Aufgabenstellung 1
Nenne alle Benutzernamen, unter denen im Forumsthread zu Eclipse Beiträge verfasst wurden.
Aufgabenstellung 2
Welche Tastenkombination empfiehlt JavaMeister im Forumsthread zu Eclipse, um Code blockweise zurückzurücken?
Aufgabenstellung 3
Schreibe aus dem Forumsthread zu Eclipse den Abschnitt ab, der mit „## Gucky (18.“ beginnt und bis einschließlich „(19. Jun 2014)“ reicht.

Lesetext
===

# Fragen zu Eclipse



## Bullz (17. Jun 2014)

Hi  hätte 3 Features die mir in der IDE abgehen.

1.) Code blockweise Tabulatorschrittweite zurück rücken. Nach vorne funktioniert mit <markieren> TAP.

2.) Echter Fullscreen Mode wo man wirklich nur mehr Source sieht

3.) Eine Möglichkeit Funktionenaufrufe zu erkennen, die im gleichen Source file implementiert sind.


----------



## JavaMeister (17. Jun 2014)

> 1.) Code blockweise Tabulatorschrittweite zurück rücken. Nach vorne funktioniert mit <markieren> TAP.



shift + tab



> 2.) Echter Fullscreen Mode wo man wirklich nur mehr Source sieht



sinn?



> 3.) Eine Möglichkeit Funktionenaufrufe zu erkennen, die im gleichen Source file implementiert sind.



sinn?


----------



## Gucky (18. Jun 2014)

2: Doppelklick auf die Registerkarte
3: Was genau meinst du? Du kannst strg (ctrl (bei mac ???)) gedrückt halten und dann auf Bezeichner klicken und eclipse springt zur Deklaration des Bezeichners. Meinst du das? Und du kannst einen Bezeichner anklicken, kurz warten und dann werden sämtliche selben Bezeichner im aktuellen Block markiert. Oder sogar im gesamten source File. Das weiß ich nicht genau.


----------



## Ruzmanz (19. Jun 2014)

Zu 3: Ich hätte da eher auf Call-Hierachie (Klasse/Methode/etc. auswählen und Alt - Strg - H) getippt.


----------

===

Bereitgestellte Zeilen
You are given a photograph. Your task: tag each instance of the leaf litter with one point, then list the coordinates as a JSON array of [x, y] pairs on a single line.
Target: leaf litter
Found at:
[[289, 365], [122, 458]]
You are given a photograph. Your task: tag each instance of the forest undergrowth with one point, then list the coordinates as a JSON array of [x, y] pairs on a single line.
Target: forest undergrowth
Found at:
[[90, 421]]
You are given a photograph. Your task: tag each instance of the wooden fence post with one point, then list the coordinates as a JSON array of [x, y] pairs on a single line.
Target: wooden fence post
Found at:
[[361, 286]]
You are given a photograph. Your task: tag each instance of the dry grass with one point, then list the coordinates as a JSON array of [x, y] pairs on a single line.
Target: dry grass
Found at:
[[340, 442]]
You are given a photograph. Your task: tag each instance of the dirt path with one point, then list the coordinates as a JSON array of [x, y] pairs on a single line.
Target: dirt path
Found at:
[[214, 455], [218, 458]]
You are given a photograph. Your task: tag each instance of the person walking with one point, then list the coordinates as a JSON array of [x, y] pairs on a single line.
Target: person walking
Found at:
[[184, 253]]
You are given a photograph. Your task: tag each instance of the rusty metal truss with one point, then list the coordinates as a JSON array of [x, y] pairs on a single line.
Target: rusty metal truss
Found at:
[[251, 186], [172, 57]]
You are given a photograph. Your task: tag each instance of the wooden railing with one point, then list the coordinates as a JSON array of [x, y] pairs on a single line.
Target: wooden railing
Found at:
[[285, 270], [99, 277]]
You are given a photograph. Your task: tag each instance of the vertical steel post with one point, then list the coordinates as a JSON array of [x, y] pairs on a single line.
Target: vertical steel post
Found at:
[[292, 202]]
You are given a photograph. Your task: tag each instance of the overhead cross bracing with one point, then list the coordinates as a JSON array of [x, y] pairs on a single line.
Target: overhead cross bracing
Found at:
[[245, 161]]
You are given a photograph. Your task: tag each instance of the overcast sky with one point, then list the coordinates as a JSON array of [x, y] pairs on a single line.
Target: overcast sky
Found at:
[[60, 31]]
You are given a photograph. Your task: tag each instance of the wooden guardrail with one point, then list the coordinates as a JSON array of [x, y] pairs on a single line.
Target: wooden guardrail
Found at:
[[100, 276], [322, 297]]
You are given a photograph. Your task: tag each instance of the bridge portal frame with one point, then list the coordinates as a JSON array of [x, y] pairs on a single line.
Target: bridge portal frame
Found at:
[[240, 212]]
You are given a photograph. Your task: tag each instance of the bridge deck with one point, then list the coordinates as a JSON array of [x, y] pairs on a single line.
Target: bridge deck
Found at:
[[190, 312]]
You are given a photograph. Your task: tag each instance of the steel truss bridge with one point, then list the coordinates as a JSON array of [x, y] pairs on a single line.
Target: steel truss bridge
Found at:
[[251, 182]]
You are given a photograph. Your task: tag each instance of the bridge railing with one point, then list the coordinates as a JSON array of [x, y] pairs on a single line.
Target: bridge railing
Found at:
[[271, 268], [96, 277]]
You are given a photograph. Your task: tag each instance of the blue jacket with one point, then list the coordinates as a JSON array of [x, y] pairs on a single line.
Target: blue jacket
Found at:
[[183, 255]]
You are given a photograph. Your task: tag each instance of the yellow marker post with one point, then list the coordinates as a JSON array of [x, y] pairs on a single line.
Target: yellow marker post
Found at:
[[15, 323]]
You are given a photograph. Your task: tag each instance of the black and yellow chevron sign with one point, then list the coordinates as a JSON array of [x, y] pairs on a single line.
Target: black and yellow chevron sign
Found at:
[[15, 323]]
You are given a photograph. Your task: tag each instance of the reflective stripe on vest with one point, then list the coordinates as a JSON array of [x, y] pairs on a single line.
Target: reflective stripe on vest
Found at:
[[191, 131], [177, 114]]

===

Antwort 1
Bullz, JavaMeister, Gucky, Ruzmanz

Antwort 2
Shift + Tab

Antwort 3
## Gucky (18. Jun 2014)

2: Doppelklick auf die Registerkarte
3: Was genau meinst du? Du kannst strg (ctrl (bei mac ???)) gedrückt halten und dann auf Bezeichner klicken und eclipse springt zur Deklaration des Bezeichners. Meinst du das? Und du kannst einen Bezeichner anklicken, kurz warten und dann werden sämtliche selben Bezeichner im aktuellen Block markiert. Oder sogar im gesamten source File. Das weiß ich nicht genau.


----------



## Ruzmanz (19. Jun 2014)